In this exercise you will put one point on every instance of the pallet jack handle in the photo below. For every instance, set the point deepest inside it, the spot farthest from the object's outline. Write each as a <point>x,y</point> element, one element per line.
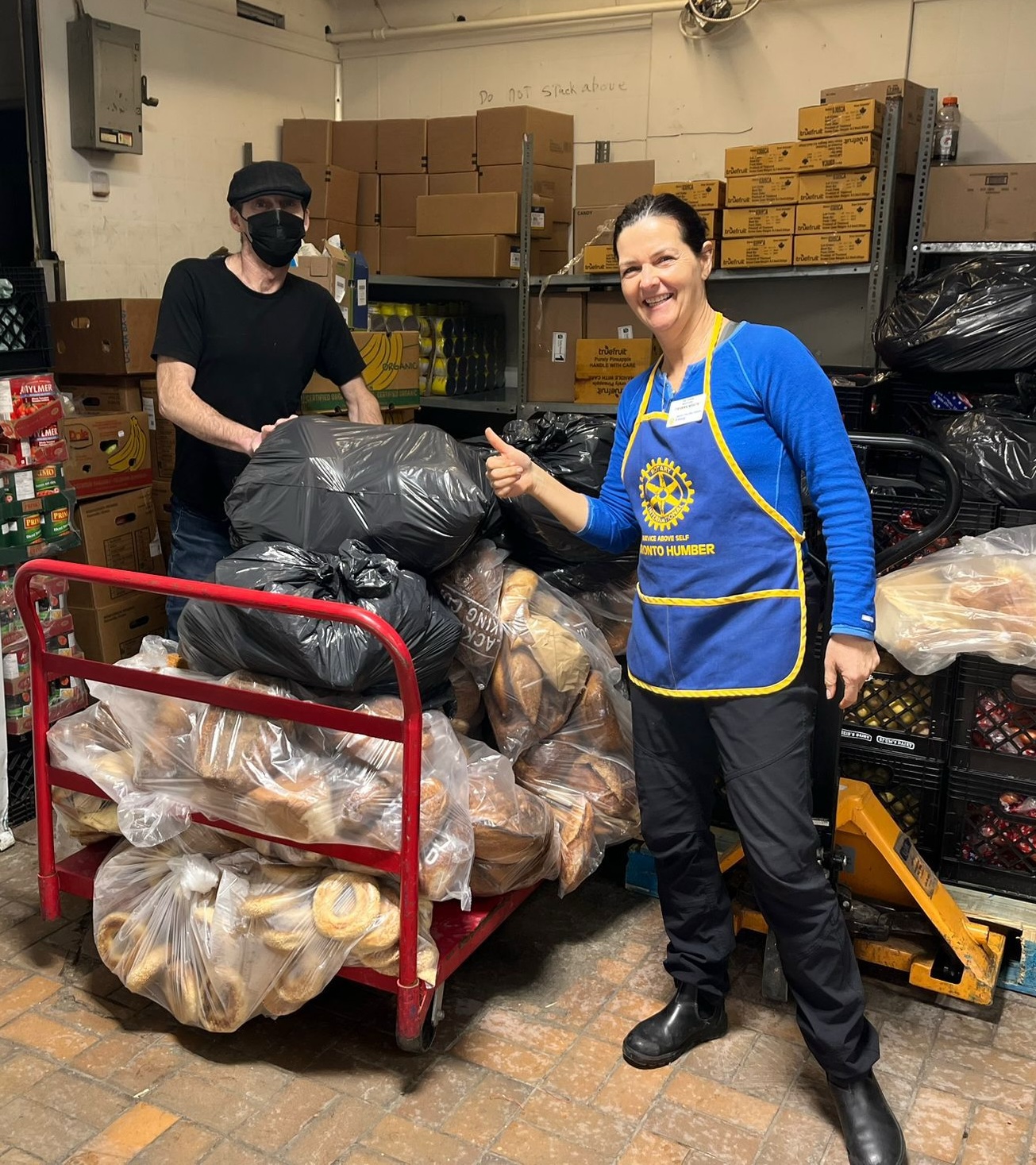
<point>828,725</point>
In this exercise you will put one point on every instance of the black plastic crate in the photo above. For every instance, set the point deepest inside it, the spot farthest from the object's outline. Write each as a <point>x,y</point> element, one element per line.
<point>25,343</point>
<point>990,835</point>
<point>994,723</point>
<point>21,789</point>
<point>911,789</point>
<point>903,713</point>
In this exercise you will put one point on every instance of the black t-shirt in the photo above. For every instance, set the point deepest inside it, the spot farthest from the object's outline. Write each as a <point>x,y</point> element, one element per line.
<point>252,354</point>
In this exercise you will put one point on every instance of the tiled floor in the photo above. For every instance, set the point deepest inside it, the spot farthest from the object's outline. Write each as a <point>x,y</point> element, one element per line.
<point>526,1067</point>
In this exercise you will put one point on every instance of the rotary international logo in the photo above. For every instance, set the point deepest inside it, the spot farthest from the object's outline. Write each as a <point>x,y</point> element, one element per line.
<point>666,493</point>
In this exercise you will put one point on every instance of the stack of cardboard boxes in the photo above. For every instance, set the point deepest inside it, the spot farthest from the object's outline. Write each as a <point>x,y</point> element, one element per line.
<point>811,201</point>
<point>399,161</point>
<point>102,359</point>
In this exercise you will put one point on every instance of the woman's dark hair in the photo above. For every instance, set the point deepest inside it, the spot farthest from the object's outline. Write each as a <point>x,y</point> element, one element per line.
<point>691,225</point>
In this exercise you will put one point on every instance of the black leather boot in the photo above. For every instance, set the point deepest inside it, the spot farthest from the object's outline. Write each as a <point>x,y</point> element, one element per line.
<point>872,1132</point>
<point>676,1029</point>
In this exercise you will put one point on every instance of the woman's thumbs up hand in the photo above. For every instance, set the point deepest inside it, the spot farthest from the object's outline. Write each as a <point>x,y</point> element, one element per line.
<point>509,469</point>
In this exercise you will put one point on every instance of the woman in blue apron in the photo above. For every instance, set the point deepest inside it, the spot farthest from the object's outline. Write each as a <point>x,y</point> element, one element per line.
<point>711,444</point>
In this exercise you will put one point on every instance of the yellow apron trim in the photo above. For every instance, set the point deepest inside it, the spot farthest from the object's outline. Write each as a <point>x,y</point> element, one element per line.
<point>641,415</point>
<point>723,600</point>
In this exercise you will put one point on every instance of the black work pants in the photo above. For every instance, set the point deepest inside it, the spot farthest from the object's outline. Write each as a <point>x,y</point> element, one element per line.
<point>761,747</point>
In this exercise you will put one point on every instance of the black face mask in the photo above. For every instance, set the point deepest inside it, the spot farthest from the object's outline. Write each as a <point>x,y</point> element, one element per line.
<point>276,236</point>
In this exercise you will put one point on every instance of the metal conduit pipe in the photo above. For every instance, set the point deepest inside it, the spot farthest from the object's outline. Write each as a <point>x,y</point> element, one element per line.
<point>501,22</point>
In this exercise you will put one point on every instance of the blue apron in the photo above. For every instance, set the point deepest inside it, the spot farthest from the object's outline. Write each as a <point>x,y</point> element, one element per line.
<point>721,591</point>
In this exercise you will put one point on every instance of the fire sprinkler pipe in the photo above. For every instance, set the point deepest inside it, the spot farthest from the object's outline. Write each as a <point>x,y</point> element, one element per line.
<point>503,22</point>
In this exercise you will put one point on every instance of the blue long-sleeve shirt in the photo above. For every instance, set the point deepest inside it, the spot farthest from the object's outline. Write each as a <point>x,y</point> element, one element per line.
<point>779,416</point>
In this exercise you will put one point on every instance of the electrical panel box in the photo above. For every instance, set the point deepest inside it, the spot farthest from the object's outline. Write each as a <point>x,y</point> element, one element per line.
<point>105,87</point>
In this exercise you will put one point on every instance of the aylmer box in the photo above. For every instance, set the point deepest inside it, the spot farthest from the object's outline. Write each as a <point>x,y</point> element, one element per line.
<point>109,452</point>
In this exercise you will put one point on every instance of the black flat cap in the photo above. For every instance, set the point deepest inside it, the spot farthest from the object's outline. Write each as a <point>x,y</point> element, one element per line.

================

● What to work on:
Please write out again the records from their start through the line holding "<point>828,725</point>", inclusive, with the requests kept as they are. Scale every point coordinate in the answers by 2.5, round each to a whole number with halves going up, and leave the pictures out.

● Complete output:
In this exercise you will put one point on every instance of the pallet jack handle in the photo below. For every instance, set the point deepest inside it, the spot farthest from the object's outline. Write each as a <point>x,y</point> element, one element per line.
<point>2070,1813</point>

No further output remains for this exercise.